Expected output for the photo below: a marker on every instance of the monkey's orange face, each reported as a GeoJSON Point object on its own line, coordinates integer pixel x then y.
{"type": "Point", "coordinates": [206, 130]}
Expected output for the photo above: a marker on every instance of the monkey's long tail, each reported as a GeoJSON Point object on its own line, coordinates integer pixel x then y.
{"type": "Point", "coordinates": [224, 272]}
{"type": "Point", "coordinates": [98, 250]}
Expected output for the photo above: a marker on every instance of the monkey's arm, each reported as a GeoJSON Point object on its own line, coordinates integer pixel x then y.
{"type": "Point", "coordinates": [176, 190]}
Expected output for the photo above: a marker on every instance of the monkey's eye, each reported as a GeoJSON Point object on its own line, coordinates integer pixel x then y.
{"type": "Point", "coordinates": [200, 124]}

- _Your instructions_
Each entry above is to be written out exactly.

- _Your response_
Expected output for the photo below: a marker on every instance of the monkey's orange face, each reported as a GeoJSON Point object on its own line, coordinates integer pixel x then y.
{"type": "Point", "coordinates": [206, 130]}
Expected output for the photo above: a marker on every instance of the monkey's long tail, each reported as a GeoJSON Point object on its own line, coordinates integer pixel x then y.
{"type": "Point", "coordinates": [224, 272]}
{"type": "Point", "coordinates": [98, 250]}
Expected output for the photo above: a marker on every instance of the monkey's arm, each reported as a GeoJSON Point object on its own line, coordinates integer pixel x then y.
{"type": "Point", "coordinates": [176, 190]}
Expected output for the photo above: a marker on every instance of the monkey's eye, each reported as a GeoJSON Point object on its own line, coordinates integer pixel x then y.
{"type": "Point", "coordinates": [200, 124]}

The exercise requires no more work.